- Instructions for the task -
Rescale the records from the line containing "Game engine object recognition — detect blonde" through the line containing "364, 281, 560, 516", reproducing every line in that span with the requests included and each bounding-box coordinate in the answers multiplied by 2.55 and rounded to a whole number, halves up. Leave the requests and their format samples unchanged, and return only those lines.

- Supplied material -
◇ ◇ ◇ ◇
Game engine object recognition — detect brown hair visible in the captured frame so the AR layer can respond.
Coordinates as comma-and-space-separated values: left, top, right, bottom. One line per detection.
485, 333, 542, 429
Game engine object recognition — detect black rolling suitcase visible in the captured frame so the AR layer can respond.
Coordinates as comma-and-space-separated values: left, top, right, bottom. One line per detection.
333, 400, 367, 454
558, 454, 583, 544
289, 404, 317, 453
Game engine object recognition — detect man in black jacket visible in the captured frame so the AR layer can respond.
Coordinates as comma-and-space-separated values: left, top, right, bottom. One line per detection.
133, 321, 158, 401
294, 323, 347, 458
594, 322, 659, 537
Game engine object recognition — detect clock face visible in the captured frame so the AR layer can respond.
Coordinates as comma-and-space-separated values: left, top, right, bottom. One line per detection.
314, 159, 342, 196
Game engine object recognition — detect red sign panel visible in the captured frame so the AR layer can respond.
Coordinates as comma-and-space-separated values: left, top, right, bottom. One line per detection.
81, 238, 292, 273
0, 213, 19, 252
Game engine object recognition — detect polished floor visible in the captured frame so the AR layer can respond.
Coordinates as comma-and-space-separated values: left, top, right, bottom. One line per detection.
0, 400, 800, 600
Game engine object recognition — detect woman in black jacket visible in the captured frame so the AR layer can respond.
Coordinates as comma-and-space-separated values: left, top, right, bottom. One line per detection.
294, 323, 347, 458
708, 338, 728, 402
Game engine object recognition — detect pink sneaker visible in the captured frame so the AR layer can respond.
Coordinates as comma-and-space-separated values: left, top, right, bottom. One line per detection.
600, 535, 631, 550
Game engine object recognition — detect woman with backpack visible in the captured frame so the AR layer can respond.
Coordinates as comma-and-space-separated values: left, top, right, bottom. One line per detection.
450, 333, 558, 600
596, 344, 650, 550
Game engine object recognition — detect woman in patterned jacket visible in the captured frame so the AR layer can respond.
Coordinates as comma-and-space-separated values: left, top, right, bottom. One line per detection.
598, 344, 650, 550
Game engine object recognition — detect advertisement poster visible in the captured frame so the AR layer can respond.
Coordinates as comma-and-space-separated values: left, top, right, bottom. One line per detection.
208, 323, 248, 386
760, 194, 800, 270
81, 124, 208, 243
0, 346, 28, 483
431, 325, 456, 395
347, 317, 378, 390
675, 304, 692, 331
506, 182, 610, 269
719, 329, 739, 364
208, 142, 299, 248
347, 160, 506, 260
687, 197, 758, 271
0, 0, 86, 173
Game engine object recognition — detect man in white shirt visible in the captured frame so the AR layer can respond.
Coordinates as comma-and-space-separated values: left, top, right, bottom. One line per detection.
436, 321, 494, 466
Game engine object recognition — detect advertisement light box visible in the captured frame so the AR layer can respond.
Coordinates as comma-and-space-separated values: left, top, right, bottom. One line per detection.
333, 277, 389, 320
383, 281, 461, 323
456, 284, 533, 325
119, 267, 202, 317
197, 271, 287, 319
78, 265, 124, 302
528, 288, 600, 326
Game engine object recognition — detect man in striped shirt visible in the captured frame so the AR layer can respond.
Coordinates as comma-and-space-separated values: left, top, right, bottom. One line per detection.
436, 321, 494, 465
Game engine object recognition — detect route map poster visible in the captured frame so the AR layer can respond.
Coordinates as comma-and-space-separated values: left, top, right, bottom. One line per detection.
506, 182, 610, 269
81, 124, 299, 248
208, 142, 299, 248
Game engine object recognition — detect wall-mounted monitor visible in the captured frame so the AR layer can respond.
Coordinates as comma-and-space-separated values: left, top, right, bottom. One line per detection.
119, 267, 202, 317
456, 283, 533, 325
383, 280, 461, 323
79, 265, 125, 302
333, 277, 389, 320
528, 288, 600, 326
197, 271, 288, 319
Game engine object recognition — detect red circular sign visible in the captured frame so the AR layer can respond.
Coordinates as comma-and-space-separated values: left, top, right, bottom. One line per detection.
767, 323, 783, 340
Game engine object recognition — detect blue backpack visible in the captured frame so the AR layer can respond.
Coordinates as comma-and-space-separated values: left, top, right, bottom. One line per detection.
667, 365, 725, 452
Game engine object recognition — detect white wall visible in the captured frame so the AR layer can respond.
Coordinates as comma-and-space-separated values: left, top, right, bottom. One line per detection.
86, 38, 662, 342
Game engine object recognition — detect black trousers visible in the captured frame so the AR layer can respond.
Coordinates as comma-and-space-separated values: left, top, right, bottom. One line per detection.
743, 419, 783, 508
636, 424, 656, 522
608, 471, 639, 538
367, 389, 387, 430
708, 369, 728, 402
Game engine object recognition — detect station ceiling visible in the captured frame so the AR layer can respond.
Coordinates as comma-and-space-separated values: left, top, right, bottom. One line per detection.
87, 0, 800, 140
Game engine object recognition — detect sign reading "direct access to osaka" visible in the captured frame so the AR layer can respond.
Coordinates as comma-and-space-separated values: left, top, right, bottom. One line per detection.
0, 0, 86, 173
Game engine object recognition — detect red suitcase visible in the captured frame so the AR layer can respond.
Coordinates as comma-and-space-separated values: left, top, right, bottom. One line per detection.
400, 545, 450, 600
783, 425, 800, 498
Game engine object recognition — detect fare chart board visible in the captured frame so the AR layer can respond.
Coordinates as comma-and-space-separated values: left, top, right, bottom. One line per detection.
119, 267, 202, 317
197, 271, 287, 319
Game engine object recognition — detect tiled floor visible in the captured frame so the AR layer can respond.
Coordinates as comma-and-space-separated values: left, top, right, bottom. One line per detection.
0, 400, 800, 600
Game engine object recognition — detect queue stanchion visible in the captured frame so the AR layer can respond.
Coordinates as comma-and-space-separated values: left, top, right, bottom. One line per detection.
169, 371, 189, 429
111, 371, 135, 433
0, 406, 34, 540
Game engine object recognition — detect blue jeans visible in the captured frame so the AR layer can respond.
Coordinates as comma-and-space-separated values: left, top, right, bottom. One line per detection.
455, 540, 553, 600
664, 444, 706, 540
◇ ◇ ◇ ◇
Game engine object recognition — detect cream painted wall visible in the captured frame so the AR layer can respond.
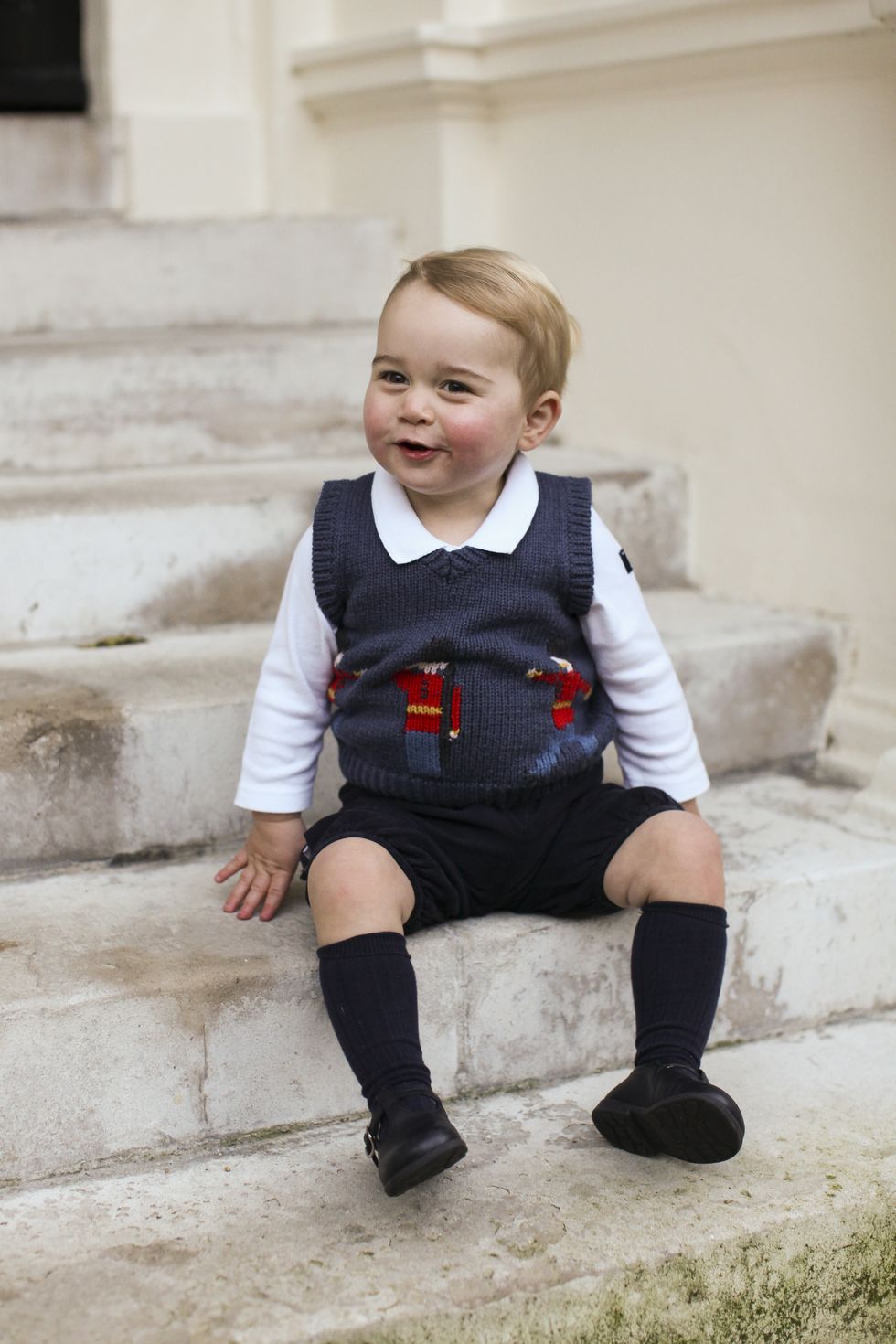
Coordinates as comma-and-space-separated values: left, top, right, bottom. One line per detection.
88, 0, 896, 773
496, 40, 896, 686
◇ ◇ ◇ ◇
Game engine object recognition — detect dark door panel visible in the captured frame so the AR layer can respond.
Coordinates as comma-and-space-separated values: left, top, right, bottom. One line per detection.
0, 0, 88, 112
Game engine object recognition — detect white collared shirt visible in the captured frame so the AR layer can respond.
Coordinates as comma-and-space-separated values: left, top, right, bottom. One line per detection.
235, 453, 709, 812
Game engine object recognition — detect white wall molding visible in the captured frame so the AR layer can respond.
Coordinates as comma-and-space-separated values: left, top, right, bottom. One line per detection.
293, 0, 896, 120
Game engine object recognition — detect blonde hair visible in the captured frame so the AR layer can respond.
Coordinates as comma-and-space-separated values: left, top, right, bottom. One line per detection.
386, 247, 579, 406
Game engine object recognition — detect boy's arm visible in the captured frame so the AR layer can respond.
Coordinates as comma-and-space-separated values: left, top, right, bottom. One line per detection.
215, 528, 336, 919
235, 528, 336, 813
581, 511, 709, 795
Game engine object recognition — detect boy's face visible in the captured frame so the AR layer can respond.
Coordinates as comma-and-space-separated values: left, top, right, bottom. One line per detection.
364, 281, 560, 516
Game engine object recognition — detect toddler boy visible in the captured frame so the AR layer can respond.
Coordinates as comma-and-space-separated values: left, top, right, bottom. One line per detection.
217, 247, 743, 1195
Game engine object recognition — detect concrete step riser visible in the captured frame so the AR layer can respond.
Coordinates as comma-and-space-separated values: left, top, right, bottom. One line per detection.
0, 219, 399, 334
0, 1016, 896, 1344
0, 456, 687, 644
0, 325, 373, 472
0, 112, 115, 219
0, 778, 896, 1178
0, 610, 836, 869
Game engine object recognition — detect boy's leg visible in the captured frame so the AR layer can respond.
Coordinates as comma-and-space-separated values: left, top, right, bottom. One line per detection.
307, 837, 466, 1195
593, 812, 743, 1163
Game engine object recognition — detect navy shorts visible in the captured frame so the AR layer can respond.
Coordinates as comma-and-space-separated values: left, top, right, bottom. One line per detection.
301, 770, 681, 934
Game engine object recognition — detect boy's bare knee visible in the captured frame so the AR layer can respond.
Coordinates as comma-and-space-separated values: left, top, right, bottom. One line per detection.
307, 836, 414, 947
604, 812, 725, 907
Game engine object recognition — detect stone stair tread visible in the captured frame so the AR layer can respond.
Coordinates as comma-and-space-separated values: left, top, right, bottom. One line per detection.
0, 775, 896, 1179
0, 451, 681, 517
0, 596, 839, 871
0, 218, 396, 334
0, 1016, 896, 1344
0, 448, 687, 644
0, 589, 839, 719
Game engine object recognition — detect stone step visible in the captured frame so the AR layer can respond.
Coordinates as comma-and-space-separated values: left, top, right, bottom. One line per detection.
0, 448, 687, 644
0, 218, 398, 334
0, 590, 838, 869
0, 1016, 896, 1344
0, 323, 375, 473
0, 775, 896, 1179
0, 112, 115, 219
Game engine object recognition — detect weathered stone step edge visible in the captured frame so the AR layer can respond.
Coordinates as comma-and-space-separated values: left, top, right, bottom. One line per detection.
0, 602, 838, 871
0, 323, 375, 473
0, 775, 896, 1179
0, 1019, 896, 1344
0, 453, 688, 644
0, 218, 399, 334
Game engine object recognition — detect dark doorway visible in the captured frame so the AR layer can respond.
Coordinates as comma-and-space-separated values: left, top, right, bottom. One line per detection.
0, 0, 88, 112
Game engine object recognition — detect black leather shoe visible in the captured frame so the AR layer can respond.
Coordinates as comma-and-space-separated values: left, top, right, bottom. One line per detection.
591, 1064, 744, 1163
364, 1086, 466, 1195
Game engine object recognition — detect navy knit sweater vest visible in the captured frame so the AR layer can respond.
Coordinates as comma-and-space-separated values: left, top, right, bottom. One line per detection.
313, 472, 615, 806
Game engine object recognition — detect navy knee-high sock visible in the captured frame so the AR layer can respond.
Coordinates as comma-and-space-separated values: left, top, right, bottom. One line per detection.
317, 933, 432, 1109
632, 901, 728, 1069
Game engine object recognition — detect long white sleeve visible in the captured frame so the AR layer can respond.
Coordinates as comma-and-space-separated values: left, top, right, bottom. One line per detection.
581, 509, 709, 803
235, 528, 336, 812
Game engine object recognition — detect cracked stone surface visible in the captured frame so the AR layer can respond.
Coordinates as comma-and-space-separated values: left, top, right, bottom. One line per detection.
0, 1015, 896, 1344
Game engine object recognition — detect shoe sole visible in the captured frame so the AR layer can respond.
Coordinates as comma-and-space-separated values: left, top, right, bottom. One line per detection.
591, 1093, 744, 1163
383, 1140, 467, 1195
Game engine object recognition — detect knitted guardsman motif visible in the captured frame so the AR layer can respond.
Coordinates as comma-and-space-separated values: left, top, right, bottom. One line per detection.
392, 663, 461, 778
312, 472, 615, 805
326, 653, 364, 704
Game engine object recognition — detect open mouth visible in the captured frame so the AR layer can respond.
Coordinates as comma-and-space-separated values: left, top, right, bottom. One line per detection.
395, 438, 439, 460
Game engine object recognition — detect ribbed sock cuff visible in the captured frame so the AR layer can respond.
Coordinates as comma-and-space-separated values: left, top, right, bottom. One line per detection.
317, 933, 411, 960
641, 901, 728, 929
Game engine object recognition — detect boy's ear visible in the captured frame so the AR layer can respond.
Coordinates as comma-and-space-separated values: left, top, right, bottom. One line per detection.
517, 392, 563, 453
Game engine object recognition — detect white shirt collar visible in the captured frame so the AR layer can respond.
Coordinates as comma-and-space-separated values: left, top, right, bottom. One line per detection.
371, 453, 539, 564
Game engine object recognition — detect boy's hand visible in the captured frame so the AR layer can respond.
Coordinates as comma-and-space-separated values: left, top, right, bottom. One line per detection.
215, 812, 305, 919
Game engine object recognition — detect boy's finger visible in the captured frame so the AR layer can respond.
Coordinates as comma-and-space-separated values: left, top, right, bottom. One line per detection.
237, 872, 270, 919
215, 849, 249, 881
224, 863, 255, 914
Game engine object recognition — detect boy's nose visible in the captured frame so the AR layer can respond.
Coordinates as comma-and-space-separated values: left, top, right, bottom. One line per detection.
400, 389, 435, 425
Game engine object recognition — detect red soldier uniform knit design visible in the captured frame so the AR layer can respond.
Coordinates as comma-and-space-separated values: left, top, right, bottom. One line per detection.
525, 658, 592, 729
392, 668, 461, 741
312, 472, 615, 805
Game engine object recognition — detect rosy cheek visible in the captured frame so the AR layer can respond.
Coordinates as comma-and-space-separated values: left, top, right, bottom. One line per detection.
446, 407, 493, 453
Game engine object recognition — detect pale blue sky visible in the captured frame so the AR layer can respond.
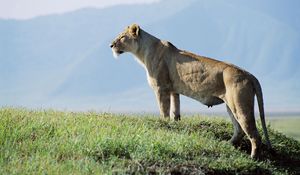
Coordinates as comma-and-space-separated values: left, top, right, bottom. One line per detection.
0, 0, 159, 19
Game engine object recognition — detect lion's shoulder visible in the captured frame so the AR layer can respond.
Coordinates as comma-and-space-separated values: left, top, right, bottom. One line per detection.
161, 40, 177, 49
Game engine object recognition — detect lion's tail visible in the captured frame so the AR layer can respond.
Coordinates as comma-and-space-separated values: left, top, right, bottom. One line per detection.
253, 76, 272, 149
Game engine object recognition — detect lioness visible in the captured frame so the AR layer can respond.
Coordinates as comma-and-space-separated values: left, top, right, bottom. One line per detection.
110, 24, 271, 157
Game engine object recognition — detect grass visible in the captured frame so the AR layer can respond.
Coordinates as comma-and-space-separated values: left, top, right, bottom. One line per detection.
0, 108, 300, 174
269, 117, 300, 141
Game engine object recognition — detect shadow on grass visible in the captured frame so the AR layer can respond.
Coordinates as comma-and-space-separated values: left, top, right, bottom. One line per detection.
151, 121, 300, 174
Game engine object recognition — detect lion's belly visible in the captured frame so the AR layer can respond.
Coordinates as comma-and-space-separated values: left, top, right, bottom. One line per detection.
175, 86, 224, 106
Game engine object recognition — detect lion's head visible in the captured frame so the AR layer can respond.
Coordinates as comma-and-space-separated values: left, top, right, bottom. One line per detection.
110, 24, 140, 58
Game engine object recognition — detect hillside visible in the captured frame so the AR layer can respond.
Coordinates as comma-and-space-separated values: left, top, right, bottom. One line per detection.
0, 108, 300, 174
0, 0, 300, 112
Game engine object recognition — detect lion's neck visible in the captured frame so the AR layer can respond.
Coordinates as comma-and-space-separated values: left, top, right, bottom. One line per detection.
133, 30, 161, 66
◇ ◇ ◇ ◇
- Solved problem -
Game engine object recognition — detect blonde hair visible in the captured frame so the AR layer can respond.
Coordinates as comma-and-space-separated values: left, top, right, bottom. One line per detection.
984, 630, 1476, 1035
Game engine object recognition — detect boy's arm visible in the captured frame so the AR layer can respond.
Coordinates as comma-and-space-separated values: left, top, right, bottom. One line per detection.
548, 1346, 857, 2343
599, 1346, 857, 2073
1482, 1303, 1808, 2027
Game engine object recognition — detect boy's face visible in the captured frame so the AR layer can respond.
Coordinates as comma-and-space-separated values: left, top, right, bottom. One line per detection.
928, 717, 1428, 1316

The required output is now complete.